Copy the material below, changing every "lane-count record" to "lane-survey record" and leaving everything else untouched.

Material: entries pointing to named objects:
## start

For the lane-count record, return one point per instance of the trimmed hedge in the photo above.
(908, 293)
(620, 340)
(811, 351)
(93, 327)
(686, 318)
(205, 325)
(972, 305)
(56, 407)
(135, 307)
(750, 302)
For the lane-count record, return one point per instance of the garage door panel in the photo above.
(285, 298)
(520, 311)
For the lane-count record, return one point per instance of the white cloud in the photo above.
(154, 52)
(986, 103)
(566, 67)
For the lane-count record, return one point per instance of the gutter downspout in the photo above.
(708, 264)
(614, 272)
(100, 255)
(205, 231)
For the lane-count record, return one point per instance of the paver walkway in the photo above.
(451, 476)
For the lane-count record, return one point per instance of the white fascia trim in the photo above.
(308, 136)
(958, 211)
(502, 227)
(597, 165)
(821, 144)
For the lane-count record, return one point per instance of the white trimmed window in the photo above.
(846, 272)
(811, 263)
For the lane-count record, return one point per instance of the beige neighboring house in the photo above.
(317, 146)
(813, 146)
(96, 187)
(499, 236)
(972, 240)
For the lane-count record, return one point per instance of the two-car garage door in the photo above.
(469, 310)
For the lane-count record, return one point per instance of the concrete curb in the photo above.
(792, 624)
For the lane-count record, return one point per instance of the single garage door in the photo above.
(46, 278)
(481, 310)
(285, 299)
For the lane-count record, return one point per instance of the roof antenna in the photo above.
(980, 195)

## end

COMPLETE ANSWER
For the lane-survey record, return one point per instance of the trimmed hedge in the photo above.
(908, 293)
(620, 340)
(811, 351)
(93, 327)
(686, 318)
(205, 325)
(972, 305)
(56, 407)
(135, 307)
(750, 302)
For the lane-survey record, return one point per instance of the garage door panel in the photo above.
(285, 298)
(520, 311)
For the lane-survey record, return one point per instance of the white cloud in the photo above.
(154, 52)
(986, 103)
(566, 67)
For the lane-survey record, return one point per instance of the gutter downspout in the photo above.
(708, 264)
(614, 272)
(100, 255)
(205, 231)
For the lane-survey record, return one point per instance of the paver walkway in the photo above.
(451, 476)
For the lane-survey record, return one point per instance of the white fascia trim in the photo above.
(308, 136)
(958, 211)
(502, 227)
(597, 165)
(821, 144)
For the lane-survey record, return one point per instance of the white trimmed window in the photo above.
(846, 272)
(811, 263)
For the lane-survey record, return one point per instance of the beige neighboring house in the photo above.
(317, 146)
(813, 146)
(96, 187)
(499, 236)
(972, 240)
For the lane-survey record, return one point per instance of the two-car garage door in the photo above.
(469, 310)
For the lane-survey record, return one point per instance of the concrete curb in the photo above.
(792, 624)
For the lane-survey record, return one point per instance of the single garage door in the photo above.
(46, 278)
(481, 310)
(285, 299)
For the lane-survey record, return one point per instance of the roof antenna in the photo above.
(980, 195)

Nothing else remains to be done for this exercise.